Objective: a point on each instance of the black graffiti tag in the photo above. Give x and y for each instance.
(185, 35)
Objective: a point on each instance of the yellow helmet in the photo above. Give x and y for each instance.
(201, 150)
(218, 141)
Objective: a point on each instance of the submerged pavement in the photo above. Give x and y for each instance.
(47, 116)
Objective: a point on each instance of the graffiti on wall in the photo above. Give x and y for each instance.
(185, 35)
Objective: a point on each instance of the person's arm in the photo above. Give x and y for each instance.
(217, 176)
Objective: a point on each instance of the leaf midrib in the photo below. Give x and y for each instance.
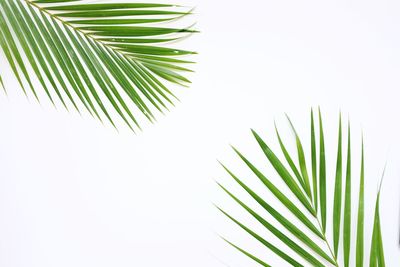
(43, 10)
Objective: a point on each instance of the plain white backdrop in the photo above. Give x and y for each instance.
(74, 192)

◆ ◆ ◆

Your task:
Copy every record verbatim while leaving each picture out.

Written solution:
Objective: a point on each instance of the black graffiti tag in the photo above. Give x and y for each instance.
(185, 35)
Objective: a point on each instance of the yellow helmet in the photo above. Give x and y for each instance.
(201, 150)
(218, 141)
Objective: a point on each instance of the submerged pavement in the photo above. Give x and y for each instance.
(47, 116)
Objective: a point on each instance of the graffiti on wall in the photo above. Give x and y for each instance.
(185, 35)
Objective: a point on each instance of the person's arm in the photo above. Give x and y for each instance.
(217, 176)
Objective: a point on each instance of the leaf midrib in the photo below. Give x and y for each instance.
(43, 10)
Objective: a point on each instance of the plain white backdrop in the photo above. Give x and y for each instance.
(74, 192)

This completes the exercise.